Turn the rows from the start through the line holding "[338,252,362,332]" (inclusive) into a JSON list of strings, one string per line, leaving out blank lines and pictures.

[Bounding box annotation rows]
* * * *

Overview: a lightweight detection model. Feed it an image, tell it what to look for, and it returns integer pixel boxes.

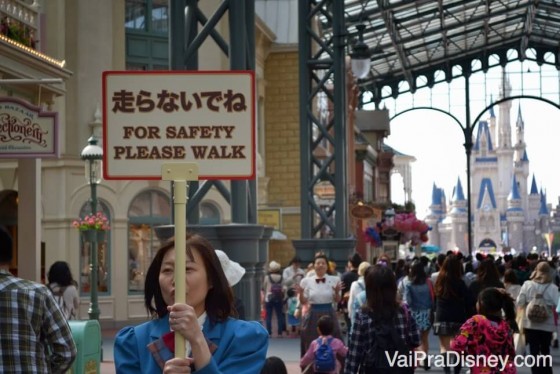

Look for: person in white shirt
[296,253,342,356]
[282,256,305,289]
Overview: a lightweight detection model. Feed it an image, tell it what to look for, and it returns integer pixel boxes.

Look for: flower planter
[80,230,107,243]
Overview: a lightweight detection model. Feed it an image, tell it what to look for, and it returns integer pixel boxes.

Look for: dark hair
[260,356,288,374]
[434,255,463,297]
[408,260,427,284]
[287,287,297,297]
[478,287,519,331]
[348,252,362,268]
[504,269,519,284]
[313,252,330,271]
[47,261,74,287]
[364,264,398,320]
[288,255,301,265]
[317,315,334,335]
[0,226,13,264]
[436,253,447,270]
[144,233,236,323]
[476,260,500,288]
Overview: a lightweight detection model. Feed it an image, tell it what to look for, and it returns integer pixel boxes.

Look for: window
[125,0,169,34]
[128,190,171,294]
[79,201,112,296]
[124,0,169,70]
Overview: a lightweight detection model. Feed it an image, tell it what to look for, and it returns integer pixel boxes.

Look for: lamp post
[81,136,103,320]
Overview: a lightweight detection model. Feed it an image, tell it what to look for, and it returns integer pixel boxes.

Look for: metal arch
[389,93,560,254]
[328,0,560,103]
[472,95,560,123]
[169,0,257,224]
[389,106,465,130]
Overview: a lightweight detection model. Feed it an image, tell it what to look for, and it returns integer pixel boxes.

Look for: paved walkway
[101,330,560,374]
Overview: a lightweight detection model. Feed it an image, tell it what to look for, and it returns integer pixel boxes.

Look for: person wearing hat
[113,233,268,374]
[216,249,245,320]
[263,261,286,336]
[0,226,77,373]
[282,256,305,289]
[296,253,342,357]
[517,261,558,373]
[338,252,362,332]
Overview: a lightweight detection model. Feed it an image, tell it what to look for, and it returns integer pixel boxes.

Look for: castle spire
[452,177,465,201]
[529,174,539,195]
[508,174,521,201]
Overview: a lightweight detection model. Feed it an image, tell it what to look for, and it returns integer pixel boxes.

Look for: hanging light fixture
[350,24,371,79]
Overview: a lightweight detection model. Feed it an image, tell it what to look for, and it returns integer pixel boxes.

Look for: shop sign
[103,71,256,180]
[0,97,58,158]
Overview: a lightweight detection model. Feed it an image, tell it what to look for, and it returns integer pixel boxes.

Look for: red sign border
[0,96,60,159]
[102,70,257,180]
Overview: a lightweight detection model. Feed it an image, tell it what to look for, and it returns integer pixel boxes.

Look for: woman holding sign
[114,234,268,374]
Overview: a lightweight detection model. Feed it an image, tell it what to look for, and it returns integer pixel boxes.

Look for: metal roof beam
[377,0,416,90]
[519,0,539,61]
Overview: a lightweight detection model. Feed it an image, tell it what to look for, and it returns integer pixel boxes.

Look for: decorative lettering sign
[103,71,256,180]
[0,97,58,158]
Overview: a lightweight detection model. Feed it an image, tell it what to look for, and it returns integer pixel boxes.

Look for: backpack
[527,283,550,323]
[360,313,414,374]
[268,274,284,301]
[314,338,336,373]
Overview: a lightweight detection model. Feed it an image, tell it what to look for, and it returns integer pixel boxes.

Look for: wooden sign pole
[161,163,198,358]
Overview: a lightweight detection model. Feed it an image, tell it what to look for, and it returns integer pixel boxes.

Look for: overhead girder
[169,0,257,224]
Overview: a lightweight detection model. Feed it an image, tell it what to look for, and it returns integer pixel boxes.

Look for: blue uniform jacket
[113,315,268,374]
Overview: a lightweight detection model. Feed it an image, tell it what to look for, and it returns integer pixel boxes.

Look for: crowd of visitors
[264,251,560,374]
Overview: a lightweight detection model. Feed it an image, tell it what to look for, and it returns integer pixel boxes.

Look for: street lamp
[81,136,103,320]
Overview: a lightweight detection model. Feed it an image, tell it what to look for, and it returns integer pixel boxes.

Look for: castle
[425,75,558,254]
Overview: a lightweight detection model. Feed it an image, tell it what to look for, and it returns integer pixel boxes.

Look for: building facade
[426,75,559,254]
[0,0,390,326]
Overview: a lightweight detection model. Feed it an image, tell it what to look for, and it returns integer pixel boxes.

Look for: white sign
[103,71,256,180]
[0,97,58,158]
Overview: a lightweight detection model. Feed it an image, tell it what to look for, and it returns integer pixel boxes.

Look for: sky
[381,56,560,219]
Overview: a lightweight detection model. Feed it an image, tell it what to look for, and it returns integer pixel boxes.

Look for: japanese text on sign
[113,90,247,113]
[103,72,255,179]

* * * *

TASK RESPONSE ::
[
  "Overview: a lightweight detection model. Feed it an image, tell it what to look for, and it returns integer pixel boxes.",
  "Look for: person in white shirt",
  "[296,253,342,356]",
  "[282,256,305,289]",
  "Overview: a lightweight detection model. Feed it an image, tell it what to look for, and it returns integer pixel boxes.",
  "Look for: flower planter",
  "[80,230,107,243]",
  "Overview: a lightweight detection model. Feed it an image, tell it what to look for, and it returns integer pixel boxes.",
  "Look for: dark hair",
  "[260,356,288,374]",
  "[434,255,463,297]",
  "[408,260,427,284]",
  "[287,287,297,297]",
  "[478,287,519,331]",
  "[348,252,362,268]",
  "[504,269,519,284]",
  "[313,252,330,271]",
  "[47,261,74,287]",
  "[364,264,398,320]",
  "[288,255,301,265]",
  "[317,315,334,335]",
  "[0,226,13,264]",
  "[436,253,447,270]",
  "[144,233,236,323]",
  "[476,260,500,288]",
  "Overview: a lightweight detection model. Feed it an image, tell it what to look for, and it returns integer pixel boxes.",
  "Look for: window",
  "[125,0,169,34]",
  "[128,190,171,294]",
  "[79,201,112,296]",
  "[124,0,169,70]",
  "Overview: a lightweight detection model. Feed it an image, tell it what to look for, and it returns integer pixel boxes.",
  "Look for: lamp post",
  "[81,136,103,320]",
  "Overview: a lightweight detection model. Feed it an image, tell it what to look for, and it returns integer pixel boxes.",
  "Look for: metal arch",
  "[389,93,560,254]",
  "[328,0,560,103]",
  "[472,95,560,123]",
  "[169,0,257,224]",
  "[389,106,465,130]",
  "Overview: a lightweight detection model. Feed it an image, tell it what to look for, and it returns integer pixel boxes.",
  "Look for: paved walkway",
  "[101,330,560,374]",
  "Overview: a lightweight detection model. Feed it an image, tell it what to look for, and it returns integer pixel boxes.",
  "Look for: person wearing hat",
  "[113,233,268,374]",
  "[216,249,245,320]",
  "[263,261,286,336]",
  "[0,226,77,373]",
  "[282,256,305,289]",
  "[296,253,342,357]",
  "[517,261,558,373]",
  "[338,252,362,332]"
]